Page ->

>>

# Running Real-Time Predictions with a SageMaker Hosted Model Endpoint
Utilizing the Linear Learner algorithm with the MNIST dataset to predict whether a handwritten digit is a 0 or not.

This example is based on the following AWS sample notebook:
Linear Learner MNIST Example


## Introduction

The MNIST dataset comprises images of handwritten digits ranging from zero to nine. Each 28 x 28 grayscale image is represented by individual pixel values, which will be used to predict a binary label: whether the digit is a 0 or any other digit (1, 2, 3, ... 9).

We will use the Linear Learner algorithm to perform binary classification. The predicted_label will be either 1 or 0: 1 indicates the image is predicted to be a 0, while 0 indicates the image is predicted to be a digit other than 0.

## Prerequisites and Preprocessing

This notebook is designed to be used with SageMaker Studio's JupyterLab.

Before proceeding, make sure to specify the following:

The S3 bucket and prefix where the training and model data will be stored.
The IAM role ARN that grants permissions for training and hosting to access your data.

In [None]:
import sagemaker

bucket = sagemaker.Session().default_bucket()
prefix = "sagemaker/DEMO-linear-mnist"

# Define IAM role
import boto3
import re
from sagemaker import get_execution_role

role = get_execution_role()

### Data Ingestion
Load the dataset from an online URL directly into memory for preprocessing before training. Since the dataset is small, it can be handled entirely in memory.

In [None]:
%%time
import pickle, gzip, numpy, urllib.request, json

fobj = (
    boto3.client("s3")
    .get_object(
        Bucket=f"sagemaker-example-files-prod-{boto3.session.Session().region_name}",
        Key="datasets/image/MNIST/mnist.pkl.gz",
    )["Body"]
    .read()
)

with open("mnist.pkl.gz", "wb") as f:
    f.write(fobj)

# Load the dataset
with gzip.open("mnist.pkl.gz", "rb") as f:
    train_set, valid_set, test_set = pickle.load(f, encoding="latin1")

### Inspecting the Data
After importing the dataset, we can examine one of the digits included in the dataset.

In [None]:
%matplotlib inline
import matplotlib.pyplot as plt

plt.rcParams["figure.figsize"] = (2, 10)


def show_digit(img, caption="", subplot=None):
    if subplot == None:
        _, (subplot) = plt.subplots(1, 1)
    imgr = img.reshape((28, 28))
    subplot.axis("off")
    subplot.imshow(imgr, cmap="gray")
    plt.title(caption)


show_digit(train_set[0][30], "This is a {}".format(train_set[1][30]))

### Convert the Data to RecordIO-Wrapped Protobuf Format
Amazon SageMaker's Linear Learner algorithm supports data in either RecordIO-wrapped protobuf or CSV format. Therefore, we need to transform the data into a supported format for the algorithm to process it.

The code below converts the np.array into the RecordIO-wrapped protobuf format.

In [None]:
import io
import numpy as np
import sagemaker.amazon.common as smac

vectors = np.array([t.tolist() for t in train_set[0]]).astype("float32")

<<

What is needed -> Rewrite everything in the SageMaker endpoint page from "## Prerequisites and" down to "access your data.", putting "Code Editor" in place of "JupyterLab".

Data segment ->
>>

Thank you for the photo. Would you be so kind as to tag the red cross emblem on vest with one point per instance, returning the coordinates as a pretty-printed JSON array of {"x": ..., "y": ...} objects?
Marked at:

<<

Solution to the problem ->
## Prerequisites and Preprocessing

This notebook is designed to be used with SageMaker Studio's Code Editor.

Before proceeding, make sure to specify the following:

The S3 bucket and prefix where the training and model data will be stored.
The IAM role ARN that grants permissions for training and hosting to access your data.